§ **Short problem**
Starting at the line that contains "Each instance of the car", copy every line through the end of the listing below exactly as it appears, including both the first and the last line.

[Listing of object locations]
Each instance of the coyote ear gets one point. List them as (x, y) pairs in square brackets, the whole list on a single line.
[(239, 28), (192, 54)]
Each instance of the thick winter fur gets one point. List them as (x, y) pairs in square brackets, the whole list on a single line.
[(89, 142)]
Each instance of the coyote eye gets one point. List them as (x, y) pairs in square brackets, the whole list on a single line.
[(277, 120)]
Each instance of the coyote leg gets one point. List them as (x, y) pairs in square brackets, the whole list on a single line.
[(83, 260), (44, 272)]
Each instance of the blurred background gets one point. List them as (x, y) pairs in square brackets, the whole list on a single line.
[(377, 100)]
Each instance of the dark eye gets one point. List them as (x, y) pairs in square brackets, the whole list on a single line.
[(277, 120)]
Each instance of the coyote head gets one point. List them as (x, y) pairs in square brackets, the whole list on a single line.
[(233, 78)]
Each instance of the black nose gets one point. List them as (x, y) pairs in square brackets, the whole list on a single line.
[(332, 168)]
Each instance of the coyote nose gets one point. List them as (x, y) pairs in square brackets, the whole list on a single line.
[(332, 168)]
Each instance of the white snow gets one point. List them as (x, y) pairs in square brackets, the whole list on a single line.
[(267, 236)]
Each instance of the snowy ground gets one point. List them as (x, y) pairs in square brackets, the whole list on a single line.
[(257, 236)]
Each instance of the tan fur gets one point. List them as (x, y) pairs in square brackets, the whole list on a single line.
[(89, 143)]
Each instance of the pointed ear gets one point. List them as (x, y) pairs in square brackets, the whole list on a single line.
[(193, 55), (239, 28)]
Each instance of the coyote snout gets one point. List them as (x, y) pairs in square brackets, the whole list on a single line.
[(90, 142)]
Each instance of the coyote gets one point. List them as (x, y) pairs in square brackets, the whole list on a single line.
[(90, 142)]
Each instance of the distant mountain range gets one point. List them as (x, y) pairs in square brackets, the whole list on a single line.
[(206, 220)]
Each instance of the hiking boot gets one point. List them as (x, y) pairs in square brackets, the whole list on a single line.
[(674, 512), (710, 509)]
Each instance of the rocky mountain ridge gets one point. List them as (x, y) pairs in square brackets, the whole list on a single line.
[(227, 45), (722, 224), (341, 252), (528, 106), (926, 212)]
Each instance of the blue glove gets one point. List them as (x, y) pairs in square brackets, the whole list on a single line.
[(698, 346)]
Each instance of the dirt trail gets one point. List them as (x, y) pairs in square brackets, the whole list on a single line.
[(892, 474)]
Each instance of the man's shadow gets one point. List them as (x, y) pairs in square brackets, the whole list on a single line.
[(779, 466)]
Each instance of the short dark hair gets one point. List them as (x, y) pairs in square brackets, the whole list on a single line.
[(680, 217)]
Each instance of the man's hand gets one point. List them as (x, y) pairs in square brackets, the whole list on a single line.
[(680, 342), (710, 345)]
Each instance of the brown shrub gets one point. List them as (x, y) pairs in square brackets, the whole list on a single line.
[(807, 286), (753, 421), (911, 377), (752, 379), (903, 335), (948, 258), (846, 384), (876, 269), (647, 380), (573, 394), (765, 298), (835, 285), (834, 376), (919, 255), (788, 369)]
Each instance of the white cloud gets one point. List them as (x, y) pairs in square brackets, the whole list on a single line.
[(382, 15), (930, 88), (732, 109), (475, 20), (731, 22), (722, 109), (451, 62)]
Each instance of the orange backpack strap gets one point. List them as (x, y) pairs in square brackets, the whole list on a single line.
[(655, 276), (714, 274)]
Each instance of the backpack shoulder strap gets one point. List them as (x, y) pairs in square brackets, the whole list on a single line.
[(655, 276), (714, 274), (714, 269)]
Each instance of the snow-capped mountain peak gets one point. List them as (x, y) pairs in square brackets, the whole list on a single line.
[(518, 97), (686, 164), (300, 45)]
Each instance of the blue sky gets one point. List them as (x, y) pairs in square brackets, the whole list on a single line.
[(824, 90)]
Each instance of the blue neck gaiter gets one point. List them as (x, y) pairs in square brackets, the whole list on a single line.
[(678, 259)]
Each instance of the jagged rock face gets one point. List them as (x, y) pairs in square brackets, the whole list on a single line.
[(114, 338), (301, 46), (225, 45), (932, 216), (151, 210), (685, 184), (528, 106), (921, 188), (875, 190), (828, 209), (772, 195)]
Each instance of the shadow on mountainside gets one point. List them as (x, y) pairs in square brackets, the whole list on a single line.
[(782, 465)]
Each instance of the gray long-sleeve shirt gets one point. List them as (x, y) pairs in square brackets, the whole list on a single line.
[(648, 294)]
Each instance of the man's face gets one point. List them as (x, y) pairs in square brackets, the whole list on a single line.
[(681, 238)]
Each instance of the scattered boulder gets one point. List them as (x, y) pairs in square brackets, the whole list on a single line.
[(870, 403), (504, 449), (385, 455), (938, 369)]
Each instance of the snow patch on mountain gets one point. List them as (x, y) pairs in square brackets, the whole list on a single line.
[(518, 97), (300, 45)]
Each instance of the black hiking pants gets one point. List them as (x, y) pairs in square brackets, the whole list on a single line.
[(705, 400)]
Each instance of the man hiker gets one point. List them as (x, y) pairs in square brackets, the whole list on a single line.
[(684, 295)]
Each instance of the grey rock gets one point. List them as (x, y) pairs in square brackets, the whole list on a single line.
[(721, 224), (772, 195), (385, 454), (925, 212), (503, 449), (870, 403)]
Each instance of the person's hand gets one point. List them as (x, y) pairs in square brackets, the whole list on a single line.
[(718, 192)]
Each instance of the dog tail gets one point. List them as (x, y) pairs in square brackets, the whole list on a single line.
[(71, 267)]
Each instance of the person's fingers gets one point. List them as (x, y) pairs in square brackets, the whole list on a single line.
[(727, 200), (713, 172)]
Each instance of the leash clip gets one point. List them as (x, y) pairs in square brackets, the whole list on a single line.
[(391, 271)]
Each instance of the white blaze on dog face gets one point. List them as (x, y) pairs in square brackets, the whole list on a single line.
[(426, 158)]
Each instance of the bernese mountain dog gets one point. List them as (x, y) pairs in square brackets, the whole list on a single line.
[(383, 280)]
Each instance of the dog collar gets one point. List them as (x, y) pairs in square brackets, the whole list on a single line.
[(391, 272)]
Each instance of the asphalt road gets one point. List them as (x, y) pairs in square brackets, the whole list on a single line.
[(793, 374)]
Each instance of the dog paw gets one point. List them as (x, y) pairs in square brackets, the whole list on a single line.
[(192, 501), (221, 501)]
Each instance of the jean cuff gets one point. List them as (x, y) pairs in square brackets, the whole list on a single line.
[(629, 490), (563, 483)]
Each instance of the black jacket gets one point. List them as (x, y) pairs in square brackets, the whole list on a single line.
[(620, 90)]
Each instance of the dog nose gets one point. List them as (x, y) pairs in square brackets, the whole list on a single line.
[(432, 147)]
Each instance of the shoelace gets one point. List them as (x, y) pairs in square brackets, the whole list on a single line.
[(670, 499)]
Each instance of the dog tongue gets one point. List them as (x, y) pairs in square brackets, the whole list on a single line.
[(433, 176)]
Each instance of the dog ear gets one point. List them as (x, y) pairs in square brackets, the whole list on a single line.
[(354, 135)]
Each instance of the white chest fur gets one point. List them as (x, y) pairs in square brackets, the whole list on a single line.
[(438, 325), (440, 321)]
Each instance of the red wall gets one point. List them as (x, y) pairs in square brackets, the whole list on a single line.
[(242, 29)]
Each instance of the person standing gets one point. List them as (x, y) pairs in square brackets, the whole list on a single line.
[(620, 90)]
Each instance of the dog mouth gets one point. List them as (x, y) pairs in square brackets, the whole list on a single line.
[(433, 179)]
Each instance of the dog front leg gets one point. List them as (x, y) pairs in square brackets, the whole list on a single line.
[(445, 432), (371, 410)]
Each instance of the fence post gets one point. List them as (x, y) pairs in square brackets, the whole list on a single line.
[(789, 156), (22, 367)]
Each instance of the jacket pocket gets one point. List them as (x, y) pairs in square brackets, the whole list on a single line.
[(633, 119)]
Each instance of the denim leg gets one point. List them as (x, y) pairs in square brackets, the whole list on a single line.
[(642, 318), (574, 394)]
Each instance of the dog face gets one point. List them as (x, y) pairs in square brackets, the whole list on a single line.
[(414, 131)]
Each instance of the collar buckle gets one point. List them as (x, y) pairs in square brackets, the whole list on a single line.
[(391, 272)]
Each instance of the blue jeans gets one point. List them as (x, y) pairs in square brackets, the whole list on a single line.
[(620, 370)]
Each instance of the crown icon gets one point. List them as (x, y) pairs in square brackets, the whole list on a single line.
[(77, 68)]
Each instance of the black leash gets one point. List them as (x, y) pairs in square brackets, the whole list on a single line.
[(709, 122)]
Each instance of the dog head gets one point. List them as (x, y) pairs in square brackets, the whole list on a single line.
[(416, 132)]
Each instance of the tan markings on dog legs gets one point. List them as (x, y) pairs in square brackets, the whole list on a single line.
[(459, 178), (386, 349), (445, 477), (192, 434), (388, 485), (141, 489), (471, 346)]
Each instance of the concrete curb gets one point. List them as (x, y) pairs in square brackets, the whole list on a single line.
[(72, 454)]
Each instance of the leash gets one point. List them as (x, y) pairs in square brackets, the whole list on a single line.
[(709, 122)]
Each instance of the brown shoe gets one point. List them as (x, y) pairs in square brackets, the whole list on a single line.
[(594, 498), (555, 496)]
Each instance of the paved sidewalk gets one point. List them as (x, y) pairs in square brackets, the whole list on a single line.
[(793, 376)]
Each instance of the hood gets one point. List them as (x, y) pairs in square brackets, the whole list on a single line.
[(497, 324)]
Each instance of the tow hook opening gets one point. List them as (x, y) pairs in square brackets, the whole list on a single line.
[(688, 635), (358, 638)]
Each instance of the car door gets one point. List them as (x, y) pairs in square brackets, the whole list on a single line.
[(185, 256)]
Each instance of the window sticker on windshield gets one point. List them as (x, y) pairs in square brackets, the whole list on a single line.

§ **Task output**
Each instance of the car door gets one point. List them as (x, y) pairs in square brackets, the whole list on a single line.
[(185, 256)]
Each instance of the window sticker on windshield gets one point. List them as (x, y) pairs in square brackets, the whole list on a single line.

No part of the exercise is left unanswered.